◆ Problem: Locate the line containing "Reviewer note: make sure every instance of the row" in the material below; repeat it and every line after it, exactly as written.

(Point placement records)
◇ ◇ ◇

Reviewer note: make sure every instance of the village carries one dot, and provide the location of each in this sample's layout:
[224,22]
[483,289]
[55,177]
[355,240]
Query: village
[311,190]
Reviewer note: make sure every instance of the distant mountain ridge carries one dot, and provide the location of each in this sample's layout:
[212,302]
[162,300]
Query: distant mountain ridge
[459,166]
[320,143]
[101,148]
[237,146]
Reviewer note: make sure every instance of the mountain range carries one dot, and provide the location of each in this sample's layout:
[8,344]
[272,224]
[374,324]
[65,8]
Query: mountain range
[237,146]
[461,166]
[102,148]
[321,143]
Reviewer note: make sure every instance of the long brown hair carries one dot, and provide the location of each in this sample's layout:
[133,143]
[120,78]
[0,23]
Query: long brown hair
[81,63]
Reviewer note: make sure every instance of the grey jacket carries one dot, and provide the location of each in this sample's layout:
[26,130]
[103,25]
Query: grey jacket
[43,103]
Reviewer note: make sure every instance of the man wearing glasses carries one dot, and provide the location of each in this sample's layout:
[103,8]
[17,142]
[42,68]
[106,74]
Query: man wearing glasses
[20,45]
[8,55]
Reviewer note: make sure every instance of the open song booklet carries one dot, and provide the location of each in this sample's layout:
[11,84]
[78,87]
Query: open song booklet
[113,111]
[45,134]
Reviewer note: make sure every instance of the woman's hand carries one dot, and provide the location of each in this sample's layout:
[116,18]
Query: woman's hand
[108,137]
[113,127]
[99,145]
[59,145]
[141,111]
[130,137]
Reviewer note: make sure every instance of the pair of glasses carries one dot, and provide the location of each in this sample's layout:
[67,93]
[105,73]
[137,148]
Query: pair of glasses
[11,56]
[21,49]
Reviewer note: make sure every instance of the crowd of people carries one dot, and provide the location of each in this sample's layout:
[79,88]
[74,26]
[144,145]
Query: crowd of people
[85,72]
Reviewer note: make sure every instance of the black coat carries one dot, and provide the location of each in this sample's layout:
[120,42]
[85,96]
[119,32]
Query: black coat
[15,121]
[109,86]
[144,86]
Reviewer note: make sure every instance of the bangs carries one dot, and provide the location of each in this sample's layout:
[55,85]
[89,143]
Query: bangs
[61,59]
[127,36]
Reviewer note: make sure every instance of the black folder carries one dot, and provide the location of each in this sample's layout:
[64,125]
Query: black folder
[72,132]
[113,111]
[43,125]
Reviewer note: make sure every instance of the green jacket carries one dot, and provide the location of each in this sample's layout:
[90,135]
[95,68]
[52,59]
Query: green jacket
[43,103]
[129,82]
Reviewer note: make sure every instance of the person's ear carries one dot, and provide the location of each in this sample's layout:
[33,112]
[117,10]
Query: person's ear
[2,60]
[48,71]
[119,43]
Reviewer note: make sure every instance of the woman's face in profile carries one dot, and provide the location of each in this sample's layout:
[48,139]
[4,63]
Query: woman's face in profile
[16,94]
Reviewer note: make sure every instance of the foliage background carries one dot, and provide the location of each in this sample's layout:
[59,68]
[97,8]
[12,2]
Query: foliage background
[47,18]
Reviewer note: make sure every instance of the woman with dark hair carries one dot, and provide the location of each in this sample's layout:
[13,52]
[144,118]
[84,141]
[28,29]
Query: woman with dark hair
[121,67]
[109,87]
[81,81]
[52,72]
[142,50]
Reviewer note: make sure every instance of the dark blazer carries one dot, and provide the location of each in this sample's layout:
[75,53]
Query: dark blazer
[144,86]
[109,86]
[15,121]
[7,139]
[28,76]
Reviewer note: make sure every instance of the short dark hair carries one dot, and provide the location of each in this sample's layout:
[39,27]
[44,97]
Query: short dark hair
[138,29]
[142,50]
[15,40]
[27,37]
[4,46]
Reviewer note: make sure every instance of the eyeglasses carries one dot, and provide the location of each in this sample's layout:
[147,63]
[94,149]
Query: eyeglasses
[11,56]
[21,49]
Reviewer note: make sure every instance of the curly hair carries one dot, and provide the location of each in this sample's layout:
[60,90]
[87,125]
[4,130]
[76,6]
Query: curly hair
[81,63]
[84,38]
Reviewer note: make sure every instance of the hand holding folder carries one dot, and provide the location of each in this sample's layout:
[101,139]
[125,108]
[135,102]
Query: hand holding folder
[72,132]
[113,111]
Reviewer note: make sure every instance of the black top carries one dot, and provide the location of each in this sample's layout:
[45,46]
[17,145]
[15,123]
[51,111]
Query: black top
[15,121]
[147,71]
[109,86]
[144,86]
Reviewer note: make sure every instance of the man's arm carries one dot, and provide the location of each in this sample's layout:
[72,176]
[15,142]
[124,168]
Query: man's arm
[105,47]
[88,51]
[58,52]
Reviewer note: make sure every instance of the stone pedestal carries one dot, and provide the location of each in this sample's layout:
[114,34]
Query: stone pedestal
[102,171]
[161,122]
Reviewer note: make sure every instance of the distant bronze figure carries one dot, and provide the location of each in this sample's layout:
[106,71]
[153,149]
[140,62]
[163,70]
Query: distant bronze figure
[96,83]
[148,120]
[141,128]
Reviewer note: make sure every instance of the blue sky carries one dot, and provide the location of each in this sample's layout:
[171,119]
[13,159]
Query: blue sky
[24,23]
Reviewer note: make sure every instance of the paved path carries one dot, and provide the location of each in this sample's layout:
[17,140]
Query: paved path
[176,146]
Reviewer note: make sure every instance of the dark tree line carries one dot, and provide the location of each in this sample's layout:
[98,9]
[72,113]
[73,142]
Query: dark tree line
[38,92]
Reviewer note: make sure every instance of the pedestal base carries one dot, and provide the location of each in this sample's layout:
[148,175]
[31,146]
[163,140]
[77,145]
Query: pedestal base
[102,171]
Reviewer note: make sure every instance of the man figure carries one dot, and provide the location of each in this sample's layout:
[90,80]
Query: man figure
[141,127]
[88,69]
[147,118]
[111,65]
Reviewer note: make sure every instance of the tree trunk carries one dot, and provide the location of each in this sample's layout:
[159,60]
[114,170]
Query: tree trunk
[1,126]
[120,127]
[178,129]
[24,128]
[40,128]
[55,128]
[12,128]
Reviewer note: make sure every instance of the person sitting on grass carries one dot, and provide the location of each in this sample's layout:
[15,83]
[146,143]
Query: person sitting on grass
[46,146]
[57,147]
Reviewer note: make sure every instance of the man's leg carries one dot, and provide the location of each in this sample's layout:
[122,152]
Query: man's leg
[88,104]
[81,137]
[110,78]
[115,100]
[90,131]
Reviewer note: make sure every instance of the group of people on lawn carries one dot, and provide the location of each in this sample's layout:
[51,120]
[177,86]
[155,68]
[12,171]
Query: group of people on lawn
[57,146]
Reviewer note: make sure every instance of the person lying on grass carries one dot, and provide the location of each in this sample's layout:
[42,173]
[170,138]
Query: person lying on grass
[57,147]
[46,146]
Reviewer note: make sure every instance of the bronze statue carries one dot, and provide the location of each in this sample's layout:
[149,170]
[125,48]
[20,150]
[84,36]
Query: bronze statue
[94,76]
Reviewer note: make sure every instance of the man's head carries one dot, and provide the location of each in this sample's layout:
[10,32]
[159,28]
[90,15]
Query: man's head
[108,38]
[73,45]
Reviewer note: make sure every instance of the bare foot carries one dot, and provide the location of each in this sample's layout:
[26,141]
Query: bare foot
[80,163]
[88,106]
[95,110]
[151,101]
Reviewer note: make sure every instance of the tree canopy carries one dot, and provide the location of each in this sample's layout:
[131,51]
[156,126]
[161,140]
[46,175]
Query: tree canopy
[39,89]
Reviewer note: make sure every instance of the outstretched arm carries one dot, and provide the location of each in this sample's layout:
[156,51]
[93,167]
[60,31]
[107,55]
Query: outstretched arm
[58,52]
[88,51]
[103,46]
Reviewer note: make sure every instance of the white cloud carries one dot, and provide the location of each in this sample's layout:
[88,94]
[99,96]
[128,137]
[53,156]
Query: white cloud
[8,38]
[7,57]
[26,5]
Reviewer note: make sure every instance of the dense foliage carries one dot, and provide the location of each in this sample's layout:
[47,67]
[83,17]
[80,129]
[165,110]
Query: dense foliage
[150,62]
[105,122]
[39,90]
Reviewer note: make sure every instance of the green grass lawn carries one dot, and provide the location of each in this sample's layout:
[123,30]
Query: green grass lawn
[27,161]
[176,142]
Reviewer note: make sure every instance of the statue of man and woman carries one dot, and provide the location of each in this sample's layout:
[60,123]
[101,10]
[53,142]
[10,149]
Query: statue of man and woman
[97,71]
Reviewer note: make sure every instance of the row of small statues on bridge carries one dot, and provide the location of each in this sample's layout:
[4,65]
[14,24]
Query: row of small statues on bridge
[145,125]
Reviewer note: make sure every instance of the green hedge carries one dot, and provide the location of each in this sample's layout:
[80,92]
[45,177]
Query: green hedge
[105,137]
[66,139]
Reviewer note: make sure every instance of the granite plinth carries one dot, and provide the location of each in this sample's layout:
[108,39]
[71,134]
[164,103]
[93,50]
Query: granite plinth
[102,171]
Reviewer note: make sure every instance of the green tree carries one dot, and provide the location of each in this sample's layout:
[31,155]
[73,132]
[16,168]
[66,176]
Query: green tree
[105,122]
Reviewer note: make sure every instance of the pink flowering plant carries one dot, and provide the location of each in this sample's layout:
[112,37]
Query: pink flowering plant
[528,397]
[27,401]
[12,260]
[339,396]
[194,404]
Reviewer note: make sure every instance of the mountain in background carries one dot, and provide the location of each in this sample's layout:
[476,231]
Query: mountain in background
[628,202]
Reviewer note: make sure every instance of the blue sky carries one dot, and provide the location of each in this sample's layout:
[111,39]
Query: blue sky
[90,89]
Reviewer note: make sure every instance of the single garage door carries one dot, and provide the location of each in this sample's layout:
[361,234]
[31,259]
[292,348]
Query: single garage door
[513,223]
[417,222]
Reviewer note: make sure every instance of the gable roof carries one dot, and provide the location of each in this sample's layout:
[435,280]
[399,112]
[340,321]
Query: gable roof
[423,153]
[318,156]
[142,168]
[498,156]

◇ ◇ ◇

◆ Output for this exercise:
Reviewer note: make sure every instance of the row of small statues on bridge carries one dot, and provide the location of each in this sample's layout:
[4,65]
[14,24]
Query: row of small statues on bridge
[145,125]
Reviewer note: make sure every instance of the green hedge carries one dot, and provide the location of each in this sample's layout:
[80,92]
[45,177]
Query: green hedge
[105,137]
[66,139]
Reviewer note: make sure every instance of the granite plinth carries one dot, and provide the location of each in this sample's layout:
[108,39]
[71,134]
[164,103]
[93,50]
Query: granite plinth
[102,171]
Reviewer note: make sure every instance of the green tree carries one dot, and provide the location of each in this sample's layout:
[31,155]
[73,132]
[16,168]
[66,176]
Query: green tree
[105,122]
Reviewer note: make sure every instance of the pink flowering plant carries one dot, and provide the location of each in this sample's layout:
[112,37]
Query: pink flowering plant
[528,397]
[27,401]
[12,260]
[339,396]
[194,404]
Reviewer note: make sure every instance of the mountain in background carries one dot, and provide the location of each in this sample's layout:
[476,231]
Query: mountain in background
[628,202]
Reviewer note: make sure every instance of the blue sky carries one dot, and provide the location of each in this sample's layout:
[111,39]
Query: blue sky
[90,89]
Reviewer note: make sure every instance of the single garage door carries one dot, and provide the location of each in this sample's layout:
[361,234]
[31,259]
[292,348]
Query: single garage door
[513,223]
[417,222]
Reviewer note: make sure every instance of the gable roof carries one dot, and provide the location of each in this sample's layout:
[435,280]
[399,112]
[340,321]
Query: gable roof
[423,153]
[318,156]
[142,168]
[498,156]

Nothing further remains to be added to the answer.